→ What to work on
Give back, unchanged, the line containing "Query: pair of skis" and every line after it up to the end of the listing.

Stored data START

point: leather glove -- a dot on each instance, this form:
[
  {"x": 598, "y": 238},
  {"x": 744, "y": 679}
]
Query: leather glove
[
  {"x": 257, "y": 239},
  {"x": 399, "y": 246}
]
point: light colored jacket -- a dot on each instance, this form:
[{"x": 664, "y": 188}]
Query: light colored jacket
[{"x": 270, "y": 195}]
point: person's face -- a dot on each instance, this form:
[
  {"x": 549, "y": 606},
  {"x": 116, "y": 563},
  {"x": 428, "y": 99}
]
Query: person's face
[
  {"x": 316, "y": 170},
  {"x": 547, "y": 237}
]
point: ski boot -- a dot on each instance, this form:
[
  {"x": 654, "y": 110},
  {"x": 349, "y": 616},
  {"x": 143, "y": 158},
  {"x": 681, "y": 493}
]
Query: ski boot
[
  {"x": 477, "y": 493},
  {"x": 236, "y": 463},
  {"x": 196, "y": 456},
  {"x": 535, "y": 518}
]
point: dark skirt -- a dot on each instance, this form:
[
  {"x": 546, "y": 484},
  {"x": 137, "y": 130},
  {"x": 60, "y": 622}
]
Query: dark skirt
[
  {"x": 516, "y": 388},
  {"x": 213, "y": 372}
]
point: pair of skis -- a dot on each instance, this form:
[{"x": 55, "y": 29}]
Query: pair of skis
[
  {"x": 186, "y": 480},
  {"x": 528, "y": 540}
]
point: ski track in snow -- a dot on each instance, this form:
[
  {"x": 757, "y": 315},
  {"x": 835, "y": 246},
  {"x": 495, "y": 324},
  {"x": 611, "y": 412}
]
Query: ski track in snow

Stored data END

→ Task result
Query: pair of skis
[
  {"x": 186, "y": 480},
  {"x": 528, "y": 540}
]
point: ski track in snow -- a dot on each instance, this form:
[
  {"x": 757, "y": 315},
  {"x": 835, "y": 246},
  {"x": 495, "y": 324},
  {"x": 611, "y": 412}
]
Query: ski track in snow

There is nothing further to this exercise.